**About this task**
The entries below contain a line with "[point] tree (one" and a line with "[point] green door". Quote exactly those two lines and all lines between them.

**Source data**
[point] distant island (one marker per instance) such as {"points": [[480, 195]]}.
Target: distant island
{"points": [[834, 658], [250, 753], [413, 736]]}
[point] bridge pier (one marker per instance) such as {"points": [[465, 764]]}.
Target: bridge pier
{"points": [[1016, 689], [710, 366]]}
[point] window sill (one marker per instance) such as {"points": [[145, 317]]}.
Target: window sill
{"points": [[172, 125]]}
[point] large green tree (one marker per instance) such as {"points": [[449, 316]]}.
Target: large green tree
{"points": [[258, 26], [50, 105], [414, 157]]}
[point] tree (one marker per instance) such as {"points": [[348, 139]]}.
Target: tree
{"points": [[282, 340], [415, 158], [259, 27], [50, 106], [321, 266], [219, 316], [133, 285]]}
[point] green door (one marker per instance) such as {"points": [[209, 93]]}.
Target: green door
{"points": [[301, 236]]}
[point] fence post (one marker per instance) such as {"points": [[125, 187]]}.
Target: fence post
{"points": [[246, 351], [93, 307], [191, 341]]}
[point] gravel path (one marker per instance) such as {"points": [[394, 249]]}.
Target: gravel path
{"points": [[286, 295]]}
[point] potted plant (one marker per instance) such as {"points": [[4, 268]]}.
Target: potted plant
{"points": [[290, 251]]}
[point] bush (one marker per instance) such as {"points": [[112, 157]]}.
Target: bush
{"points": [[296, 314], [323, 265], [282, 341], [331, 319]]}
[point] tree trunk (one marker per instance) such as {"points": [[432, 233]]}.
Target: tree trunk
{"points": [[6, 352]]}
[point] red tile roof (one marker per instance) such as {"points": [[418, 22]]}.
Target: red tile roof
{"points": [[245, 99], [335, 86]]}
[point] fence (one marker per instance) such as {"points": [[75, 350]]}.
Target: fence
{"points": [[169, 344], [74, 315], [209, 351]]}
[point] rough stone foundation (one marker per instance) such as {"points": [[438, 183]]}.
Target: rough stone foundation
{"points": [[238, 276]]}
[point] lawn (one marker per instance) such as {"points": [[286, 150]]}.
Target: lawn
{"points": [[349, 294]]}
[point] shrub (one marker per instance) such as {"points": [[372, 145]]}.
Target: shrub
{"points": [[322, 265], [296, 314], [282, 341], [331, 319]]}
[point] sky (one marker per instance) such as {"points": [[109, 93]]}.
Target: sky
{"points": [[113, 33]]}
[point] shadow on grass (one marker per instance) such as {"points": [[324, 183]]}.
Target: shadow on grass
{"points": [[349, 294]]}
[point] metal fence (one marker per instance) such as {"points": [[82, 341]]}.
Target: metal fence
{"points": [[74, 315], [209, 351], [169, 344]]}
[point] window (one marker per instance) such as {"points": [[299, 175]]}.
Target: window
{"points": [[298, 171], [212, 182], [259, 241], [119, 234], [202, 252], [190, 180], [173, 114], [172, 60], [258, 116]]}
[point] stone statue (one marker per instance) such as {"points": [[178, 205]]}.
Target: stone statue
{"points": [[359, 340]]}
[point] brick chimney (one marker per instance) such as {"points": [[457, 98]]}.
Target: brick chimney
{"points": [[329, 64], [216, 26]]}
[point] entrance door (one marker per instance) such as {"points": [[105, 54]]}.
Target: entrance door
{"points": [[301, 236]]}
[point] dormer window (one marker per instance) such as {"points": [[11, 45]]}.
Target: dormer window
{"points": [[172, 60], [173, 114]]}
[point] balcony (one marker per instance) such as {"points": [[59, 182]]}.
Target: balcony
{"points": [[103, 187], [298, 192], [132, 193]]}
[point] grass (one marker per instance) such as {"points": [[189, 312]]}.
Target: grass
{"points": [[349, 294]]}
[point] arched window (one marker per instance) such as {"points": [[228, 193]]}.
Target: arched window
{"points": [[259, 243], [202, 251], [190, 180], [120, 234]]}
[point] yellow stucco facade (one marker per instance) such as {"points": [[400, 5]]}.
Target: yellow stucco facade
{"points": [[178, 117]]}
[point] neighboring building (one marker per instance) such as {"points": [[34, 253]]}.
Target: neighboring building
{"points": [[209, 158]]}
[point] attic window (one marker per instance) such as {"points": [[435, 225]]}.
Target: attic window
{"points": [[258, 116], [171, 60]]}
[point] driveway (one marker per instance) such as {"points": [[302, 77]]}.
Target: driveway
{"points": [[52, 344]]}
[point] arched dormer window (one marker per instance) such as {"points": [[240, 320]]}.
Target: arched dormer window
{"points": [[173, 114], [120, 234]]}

**Response box**
[point] tree (one marker per instance) such as {"points": [[348, 139]]}.
Target: tree
{"points": [[282, 340], [415, 158], [259, 27], [50, 106], [321, 266], [219, 316], [133, 285]]}
[point] green door (one marker per instance) such as {"points": [[209, 93]]}.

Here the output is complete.